[Given text]

She attended a convent school in Versailles and eventually studied at the Saint Germain des Pres Institute in Paris. She was sent back to Egypt but continued her education in a French school, Les Dames de Sion School in Alexandria. When her foster mother committed suicide, Nabarawi was claimed by Muhammad Murad and Fatma Hanim, her biological parents. She rejected them and lived with her maternal grandparents instead. Huda Shaarawi, a friend of her foster mother, eventually took an interest in Nabarawi during her early teens and helped her become a strong willed women's activist.

==Later life==
A major act of defiance in Saiza Nabarawi's life occurred when she struggled against veils and headscarves which were imposed on many women. In 1923, on her return from the 9th Conference of the International Woman Suffrage Alliance in Rome, she and Sha'rawi removed their veils and headscarves at a public train station.

She also wrote about her exclusion from the third convocation of parliament in March 1925 in her article 'Double Standard'. In her piece she notes how she was not allowed admission into a parliament regarding Egypt's independence. She points out how wives of important officials were included in the audience, and not an editor of a successful newspaper. Her witty sarcasm and candor words made Nabarawi and excellent editor and feminist.

==Career==

===Egyptian Feminist Union===
Nabarawi and Shaarawi were the founders of the Egyptian Feminist Union which called for the political rights for Egyptian women. It published the L'Egyptienne, the magazine of the EPU, which Nabarawi edited. She also founded the Women's Popular Resistance Committee. Nabarawi dedicated her life to feminist activism and attended international feminist conferences and spoke widely on the issues of gender equality.

On the 11th Conference of the International Woman Suffrage Alliance, she called for the need to arrange the First Eastern Women's Congress, a call answered by Nour Hamada, who arranged it in Damaskus in 1930. She was elected to the Executive Council of the Women's International Democratic Federation in 1953.

One of Nabarawi's mentors, Sa’d Zaghlul, regarded the fashioning of the veil in a way that was unorthodox to actual veiling. It was used more like a scarf designed to only cover the face. Her opinions describe the evolution from veil to no veil that Nabarawi took part in.

[/Given text]
[Supplied entries]

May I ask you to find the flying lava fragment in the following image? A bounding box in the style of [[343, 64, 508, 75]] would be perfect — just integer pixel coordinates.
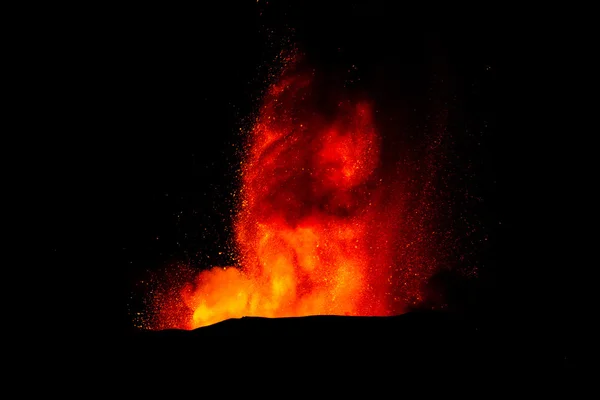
[[143, 52, 448, 329]]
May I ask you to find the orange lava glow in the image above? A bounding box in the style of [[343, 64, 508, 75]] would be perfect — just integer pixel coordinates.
[[152, 56, 440, 329]]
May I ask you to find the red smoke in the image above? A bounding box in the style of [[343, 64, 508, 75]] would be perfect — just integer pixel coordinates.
[[147, 53, 436, 329]]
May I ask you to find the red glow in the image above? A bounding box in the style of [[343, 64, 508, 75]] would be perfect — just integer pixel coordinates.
[[150, 54, 434, 329]]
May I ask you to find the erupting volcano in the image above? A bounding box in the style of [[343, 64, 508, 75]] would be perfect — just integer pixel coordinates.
[[141, 52, 450, 329]]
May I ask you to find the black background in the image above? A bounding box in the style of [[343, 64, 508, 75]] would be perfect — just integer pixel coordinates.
[[41, 1, 519, 340]]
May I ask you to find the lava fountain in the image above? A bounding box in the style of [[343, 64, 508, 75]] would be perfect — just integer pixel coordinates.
[[146, 53, 446, 329]]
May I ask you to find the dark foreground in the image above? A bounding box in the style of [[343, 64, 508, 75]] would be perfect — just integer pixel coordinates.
[[122, 312, 571, 383]]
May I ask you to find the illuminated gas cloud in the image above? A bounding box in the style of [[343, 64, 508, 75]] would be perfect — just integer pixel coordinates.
[[144, 56, 450, 329]]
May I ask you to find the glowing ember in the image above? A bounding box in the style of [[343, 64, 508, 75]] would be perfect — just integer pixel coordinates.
[[144, 53, 446, 329]]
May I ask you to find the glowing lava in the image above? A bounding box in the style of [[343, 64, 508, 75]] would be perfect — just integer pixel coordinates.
[[150, 54, 442, 329]]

[/Supplied entries]

* [Required work]:
A: Answer these questions from the passage about Saiza Nabarawi, giving each answer on its own line.
(i) Where did Nabarawi and Sha'rawi remove their veils and headscarves in 1923?
(ii) Which magazine did Nabarawi edit?
(iii) In what year was she elected to the Executive Council of the Women's International Democratic Federation?
B: For each statement, state whether the passage about Saiza Nabarawi supports it. Answer yes or no, and quote the words from the passage that decide it.
(i) After her foster mother's death, Nabarawi went to live with her biological parents.
(ii) The First Eastern Women's Congress was arranged in Damaskus in 1930.
(iii) Nabarawi was admitted to the third convocation of parliament in March 1925.
C: Repeat word for word the part of the passage about Saiza Nabarawi that opens with the words containing "One of Nabarawi's" and closes with "took part in.".

* [Activity answers]:
A:
(i) At a public train station.
(ii) L'Egyptienne.
(iii) 1953.

B:
(i) No: "She rejected them and lived with her maternal grandparents instead."
(ii) Yes: "a call answered by Nour Hamada, who arranged it in Damaskus in 1930."
(iii) No: "she notes how she was not allowed admission into a parliament regarding Egypt's independence."

C:
One of Nabarawi's mentors, Sa’d Zaghlul, regarded the fashioning of the veil in a way that was unorthodox to actual veiling. It was used more like a scarf designed to only cover the face. Her opinions describe the evolution from veil to no veil that Nabarawi took part in.